● Your goal: Keep every line in which "white" occurs and drop the rest of the data.

··· Source material

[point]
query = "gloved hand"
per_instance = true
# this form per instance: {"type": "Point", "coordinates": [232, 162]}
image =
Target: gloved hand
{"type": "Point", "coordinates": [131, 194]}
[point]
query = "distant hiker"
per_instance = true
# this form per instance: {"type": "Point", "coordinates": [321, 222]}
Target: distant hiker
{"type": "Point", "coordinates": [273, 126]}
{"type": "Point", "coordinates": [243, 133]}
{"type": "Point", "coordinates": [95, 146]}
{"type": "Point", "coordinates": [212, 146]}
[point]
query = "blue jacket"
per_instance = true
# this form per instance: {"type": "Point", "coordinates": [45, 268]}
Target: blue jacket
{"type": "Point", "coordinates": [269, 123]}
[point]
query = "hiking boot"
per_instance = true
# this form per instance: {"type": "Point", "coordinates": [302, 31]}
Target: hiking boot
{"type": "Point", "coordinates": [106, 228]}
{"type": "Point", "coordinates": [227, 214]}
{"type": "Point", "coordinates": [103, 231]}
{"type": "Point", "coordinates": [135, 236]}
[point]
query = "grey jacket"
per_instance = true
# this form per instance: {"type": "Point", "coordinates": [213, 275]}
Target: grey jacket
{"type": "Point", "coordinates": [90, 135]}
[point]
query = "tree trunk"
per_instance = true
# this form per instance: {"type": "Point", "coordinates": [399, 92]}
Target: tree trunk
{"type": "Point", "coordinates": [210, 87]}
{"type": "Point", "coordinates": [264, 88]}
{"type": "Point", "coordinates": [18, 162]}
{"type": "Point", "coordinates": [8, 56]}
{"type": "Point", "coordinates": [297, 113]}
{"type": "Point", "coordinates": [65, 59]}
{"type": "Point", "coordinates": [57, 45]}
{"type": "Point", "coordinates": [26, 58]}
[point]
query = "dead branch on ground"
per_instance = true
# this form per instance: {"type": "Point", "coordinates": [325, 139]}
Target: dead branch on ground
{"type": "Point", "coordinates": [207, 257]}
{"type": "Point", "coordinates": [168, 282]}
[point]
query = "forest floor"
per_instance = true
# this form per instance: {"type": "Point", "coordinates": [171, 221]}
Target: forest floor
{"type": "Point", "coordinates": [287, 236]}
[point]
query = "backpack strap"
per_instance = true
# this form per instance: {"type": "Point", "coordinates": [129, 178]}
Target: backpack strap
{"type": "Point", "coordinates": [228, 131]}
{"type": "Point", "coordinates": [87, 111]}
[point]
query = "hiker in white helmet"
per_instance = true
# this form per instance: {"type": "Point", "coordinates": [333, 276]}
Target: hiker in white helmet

······

● Task output:
query = "hiker in white helmet"
Target: hiker in white helmet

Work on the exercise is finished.